What the task requires — The complete listing should be transcribed precisely.

Supplied information —
===============

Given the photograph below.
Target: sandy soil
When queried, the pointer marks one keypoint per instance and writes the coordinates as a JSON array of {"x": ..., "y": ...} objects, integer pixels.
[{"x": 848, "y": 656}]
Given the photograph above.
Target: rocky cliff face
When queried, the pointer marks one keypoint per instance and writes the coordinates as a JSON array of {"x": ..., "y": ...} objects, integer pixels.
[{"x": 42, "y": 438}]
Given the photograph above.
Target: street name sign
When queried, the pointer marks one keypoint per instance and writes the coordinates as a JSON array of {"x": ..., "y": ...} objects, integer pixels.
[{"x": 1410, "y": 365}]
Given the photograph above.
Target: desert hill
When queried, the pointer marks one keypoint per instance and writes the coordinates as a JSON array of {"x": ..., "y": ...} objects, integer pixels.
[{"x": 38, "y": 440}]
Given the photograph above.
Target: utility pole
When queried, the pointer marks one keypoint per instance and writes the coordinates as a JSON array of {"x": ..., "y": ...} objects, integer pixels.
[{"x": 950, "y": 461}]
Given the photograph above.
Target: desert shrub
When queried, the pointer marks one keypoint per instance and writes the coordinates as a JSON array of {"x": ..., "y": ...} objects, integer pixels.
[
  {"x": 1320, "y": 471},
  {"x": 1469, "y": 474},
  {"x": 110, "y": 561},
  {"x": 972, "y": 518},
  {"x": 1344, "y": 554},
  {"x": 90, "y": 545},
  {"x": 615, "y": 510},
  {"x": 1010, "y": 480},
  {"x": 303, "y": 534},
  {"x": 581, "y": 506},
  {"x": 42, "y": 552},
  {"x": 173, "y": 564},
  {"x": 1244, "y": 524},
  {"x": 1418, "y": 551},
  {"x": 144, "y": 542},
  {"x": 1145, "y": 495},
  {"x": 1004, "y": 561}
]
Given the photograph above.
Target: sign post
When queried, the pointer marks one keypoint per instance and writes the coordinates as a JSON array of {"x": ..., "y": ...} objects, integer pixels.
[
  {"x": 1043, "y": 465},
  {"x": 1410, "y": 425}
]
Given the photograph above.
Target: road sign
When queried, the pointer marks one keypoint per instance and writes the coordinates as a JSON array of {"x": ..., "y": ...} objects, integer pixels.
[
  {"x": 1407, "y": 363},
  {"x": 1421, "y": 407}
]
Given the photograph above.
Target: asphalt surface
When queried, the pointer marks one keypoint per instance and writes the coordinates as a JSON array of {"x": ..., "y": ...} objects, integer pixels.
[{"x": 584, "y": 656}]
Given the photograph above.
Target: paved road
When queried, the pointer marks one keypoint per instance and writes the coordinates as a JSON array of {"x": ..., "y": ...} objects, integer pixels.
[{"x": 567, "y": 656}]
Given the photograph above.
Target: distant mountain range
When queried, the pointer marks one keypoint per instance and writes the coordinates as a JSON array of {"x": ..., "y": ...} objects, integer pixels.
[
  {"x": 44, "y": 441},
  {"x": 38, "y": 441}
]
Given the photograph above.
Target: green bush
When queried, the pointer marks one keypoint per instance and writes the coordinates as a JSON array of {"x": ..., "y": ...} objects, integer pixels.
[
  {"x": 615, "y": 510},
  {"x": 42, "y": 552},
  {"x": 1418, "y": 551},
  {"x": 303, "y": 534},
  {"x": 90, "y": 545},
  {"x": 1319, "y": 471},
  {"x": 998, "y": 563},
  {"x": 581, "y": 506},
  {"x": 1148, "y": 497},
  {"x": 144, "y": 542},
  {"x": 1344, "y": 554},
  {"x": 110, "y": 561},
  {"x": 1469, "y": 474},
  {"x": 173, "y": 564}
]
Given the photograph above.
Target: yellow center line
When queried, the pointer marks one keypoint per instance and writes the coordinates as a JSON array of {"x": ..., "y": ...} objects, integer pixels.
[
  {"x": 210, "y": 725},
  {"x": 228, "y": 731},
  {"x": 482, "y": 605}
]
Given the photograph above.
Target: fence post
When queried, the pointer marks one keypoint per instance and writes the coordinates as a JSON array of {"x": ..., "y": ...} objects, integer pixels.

===============

The completed task —
Given the photograph below.
Target: sandy soil
When queried, the pointer marks one keypoint per instance and writes the coordinates as a JSON array of {"x": ..., "y": ...} objects, integer pixels.
[{"x": 848, "y": 656}]
Given the photograph above.
Target: rocky cliff face
When queried, the pointer marks one keypoint per instance and writes the coordinates as a JSON array of {"x": ..., "y": ...} objects, integer pixels.
[{"x": 42, "y": 438}]
Given the photograph above.
Target: street name sign
When queried, the pointer marks one keypoint per instance and writes the coordinates as a JSON array of {"x": ..., "y": ...} objects, integer pixels.
[{"x": 1410, "y": 365}]
Given the photograph above.
Target: desert hill
When queried, the pointer marks one keypoint per instance and writes the coordinates as a JSON array of {"x": ..., "y": ...} objects, integer pixels.
[{"x": 38, "y": 440}]
Given the photograph above.
Target: utility pole
When queried, the pointer marks one keypoint per instance and writes the coordinates as a JSON array of {"x": ..., "y": ...} objects, integer pixels.
[{"x": 950, "y": 461}]
Given the photograph above.
Target: desert shrub
When queried, the pointer marks one keypoint per instance and writes the coordinates as a JSON array of {"x": ..., "y": ...} objects, integer pixels.
[
  {"x": 1320, "y": 471},
  {"x": 1469, "y": 474},
  {"x": 110, "y": 561},
  {"x": 972, "y": 518},
  {"x": 1344, "y": 554},
  {"x": 90, "y": 545},
  {"x": 615, "y": 510},
  {"x": 1010, "y": 480},
  {"x": 303, "y": 534},
  {"x": 581, "y": 506},
  {"x": 42, "y": 552},
  {"x": 173, "y": 564},
  {"x": 1244, "y": 524},
  {"x": 1418, "y": 551},
  {"x": 144, "y": 542},
  {"x": 1145, "y": 495},
  {"x": 1004, "y": 561}
]
Given the photograph above.
Target: sign post
When queried, the pointer marks one keypoint per instance and writes the coordinates as a JSON array of {"x": ..., "y": ...} objects, integer pixels.
[
  {"x": 1043, "y": 465},
  {"x": 1410, "y": 425}
]
Given the photograph above.
Target: road sign
When queried, the pointer marks one keypoint per instance and writes the coordinates as a JSON array of {"x": ..., "y": ...} objects, integer pixels.
[
  {"x": 1407, "y": 363},
  {"x": 1421, "y": 407}
]
Given the photograph above.
Target: asphalt surface
When queried, the pointer marks one keypoint per instance and writes the coordinates as a JSON array of {"x": ..., "y": ...} objects, integer pixels.
[{"x": 584, "y": 656}]
Given the photograph above.
Target: paved road
When queried, the pointer marks one keypoint per instance and writes the coordinates as a JSON array of {"x": ..., "y": ...} objects, integer pixels.
[{"x": 567, "y": 656}]
Given the photograph above.
Target: distant mountain range
When queried, the pointer marks one keypoint per instance and writes the coordinates as a JSON array of {"x": ..., "y": ...} objects, integer pixels.
[
  {"x": 44, "y": 441},
  {"x": 38, "y": 441}
]
Given the photograph above.
Target: green bush
When queried, the pointer marks one keypoint per instance and writes the coordinates as a JSON array of {"x": ..., "y": ...} objects, integer pixels.
[
  {"x": 615, "y": 510},
  {"x": 42, "y": 552},
  {"x": 1418, "y": 551},
  {"x": 303, "y": 534},
  {"x": 90, "y": 545},
  {"x": 1319, "y": 471},
  {"x": 998, "y": 563},
  {"x": 581, "y": 506},
  {"x": 1148, "y": 497},
  {"x": 144, "y": 542},
  {"x": 1344, "y": 554},
  {"x": 110, "y": 561},
  {"x": 1469, "y": 474},
  {"x": 173, "y": 564}
]
Given the photograph above.
Target: yellow center line
When queried, the pointer marks one keypoint per instance and writes the coordinates as a JSON array of {"x": ..., "y": ...} objects, integer pixels.
[
  {"x": 210, "y": 725},
  {"x": 228, "y": 731},
  {"x": 482, "y": 605}
]
Given the photograph above.
Target: fence post
When queried, the pointer marks one keypoint per instance and writes the coordinates as a JSON array of {"x": ..., "y": ...} objects, integer pixels.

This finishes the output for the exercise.